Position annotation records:
- - - - -

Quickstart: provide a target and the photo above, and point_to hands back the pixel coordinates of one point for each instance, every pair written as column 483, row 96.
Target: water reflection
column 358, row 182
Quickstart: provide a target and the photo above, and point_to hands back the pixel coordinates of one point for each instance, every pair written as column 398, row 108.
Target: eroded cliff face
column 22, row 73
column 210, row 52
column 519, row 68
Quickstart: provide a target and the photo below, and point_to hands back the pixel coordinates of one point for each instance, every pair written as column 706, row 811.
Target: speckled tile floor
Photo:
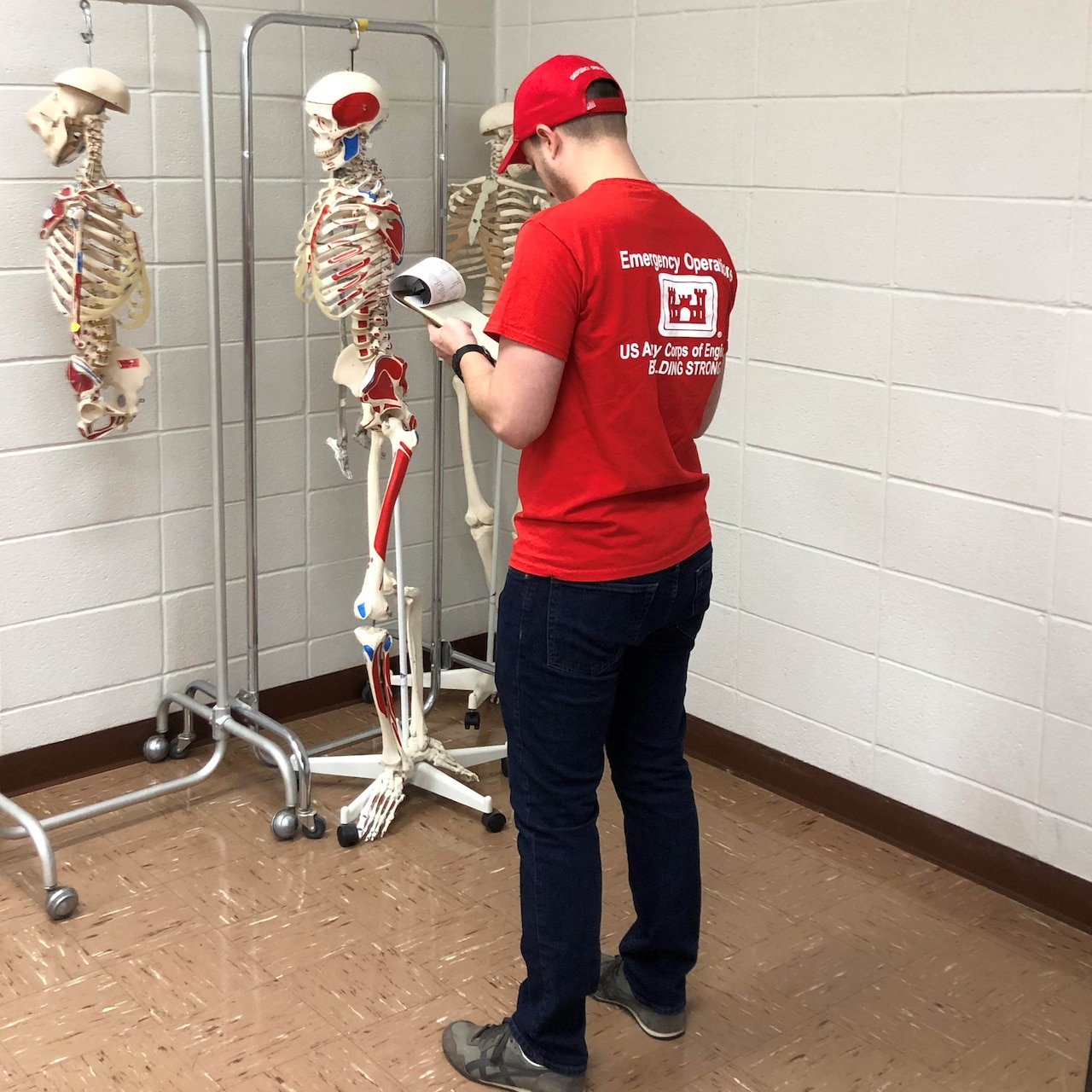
column 206, row 956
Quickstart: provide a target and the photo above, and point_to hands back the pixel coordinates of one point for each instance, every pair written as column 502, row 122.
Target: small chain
column 89, row 35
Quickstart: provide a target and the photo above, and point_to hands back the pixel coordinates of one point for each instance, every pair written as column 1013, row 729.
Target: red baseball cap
column 554, row 92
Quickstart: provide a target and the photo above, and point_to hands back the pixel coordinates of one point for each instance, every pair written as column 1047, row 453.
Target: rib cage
column 344, row 258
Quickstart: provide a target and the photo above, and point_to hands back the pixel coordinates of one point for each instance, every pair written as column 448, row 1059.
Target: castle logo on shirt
column 687, row 306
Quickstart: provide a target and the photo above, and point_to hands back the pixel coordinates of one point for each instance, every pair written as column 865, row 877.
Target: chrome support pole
column 249, row 335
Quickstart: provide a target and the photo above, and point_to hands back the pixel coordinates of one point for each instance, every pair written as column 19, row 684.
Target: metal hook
column 351, row 49
column 88, row 36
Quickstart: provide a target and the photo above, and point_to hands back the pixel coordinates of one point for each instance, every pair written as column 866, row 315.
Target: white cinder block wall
column 902, row 461
column 105, row 547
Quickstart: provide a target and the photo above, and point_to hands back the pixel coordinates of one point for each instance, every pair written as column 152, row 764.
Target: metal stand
column 245, row 706
column 61, row 901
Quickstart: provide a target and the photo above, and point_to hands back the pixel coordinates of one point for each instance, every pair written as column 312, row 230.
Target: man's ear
column 550, row 140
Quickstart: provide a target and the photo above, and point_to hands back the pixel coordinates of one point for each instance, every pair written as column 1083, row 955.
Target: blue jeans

- - - - -

_Aim_: Copy out word for word the rows starting at the line that contains "866, row 315." and continuing through the final line of the rows.

_Answer for this exercise_:
Quickstart: provide a target and the photo above, and point_to hands back the pixel coordinates of one point for each instance, every pair written as column 866, row 315.
Target: white cinder block wall
column 902, row 461
column 105, row 547
Quickstart: provide a target and the photo above, and point_to hands back the pixel coordinates of one point for each instance, every pair written as column 152, row 764.
Target: metal stand
column 245, row 706
column 61, row 901
Quickstart: provide a target and the photo above, and point_to hands back the pixel coordinates of one point for each instance, every pair written as column 312, row 230.
Target: man's ear
column 550, row 140
Quickstart: provide a target and the photo above, and point_to hands back the pixel coordinates of one point for each instance, every pair written as column 1083, row 955.
Target: blue jeans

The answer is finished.